Tasks and exercises —
**1)** From the article on listening to music at work, write out the part from "Should You Listen" to "your career journey.".
**2)** According to the article on listening to music at work, what kinds of people make up the Indeed Editorial Team? List them.

Passage —

Should You Listen To Music at Work? (With Tips)

By Indeed Editorial Team

Published April 26, 2021

The Indeed Editorial Team comprises a diverse and talented team of writers, researchers and subject matter experts equipped with Indeed's data and insights to deliver useful tips to help guide your career journey.

Many people use listening to music as a tool to improve their mood and focus. It can make you more productive, motivated and happy, which can translate to many benefits in the workplace. If you want to listen to music at work, you may want to learn about the benefits and drawbacks that you could experience. In this article, we cover the pros and cons of listening to music at work and share tips for safely and effectively incorporating music into the workplace.

Pros of listening to music at work

Here are some positive aspects of listening to music at work:

Listening to music at work may increase employee happiness

Listening to music you enjoy can improve your mood and make you feel happier. Listening to music at work may increase your overall happiness regardless of what you're doing. Music can engage your brain when completing repetitive tasks, providing you with more satisfaction and less burnout. This can improve your attitude about work and could even improve your productivity.

Source material —
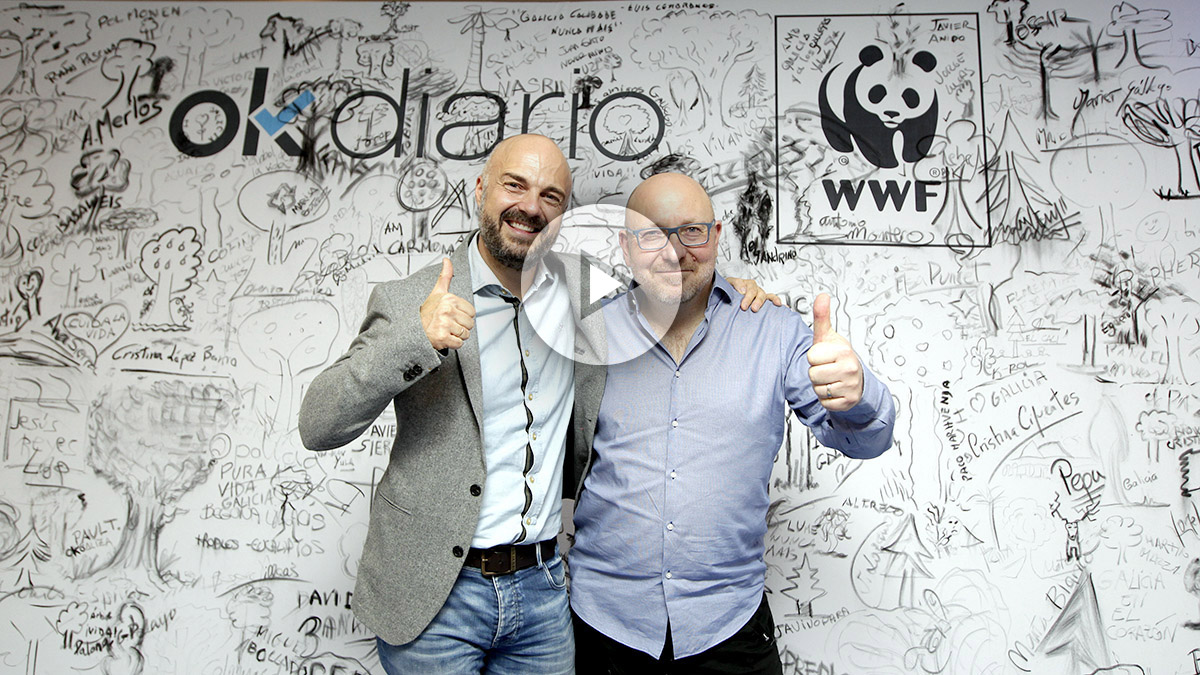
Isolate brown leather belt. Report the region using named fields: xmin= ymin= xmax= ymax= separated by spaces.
xmin=463 ymin=539 xmax=556 ymax=577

Final results —
**1)**
Should You Listen To Music at Work? (With Tips)

By Indeed Editorial Team

Published April 26, 2021

The Indeed Editorial Team comprises a diverse and talented team of writers, researchers and subject matter experts equipped with Indeed's data and insights to deliver useful tips to help guide your career journey.

**2)**
- Writers
- Researchers
- Subject matter experts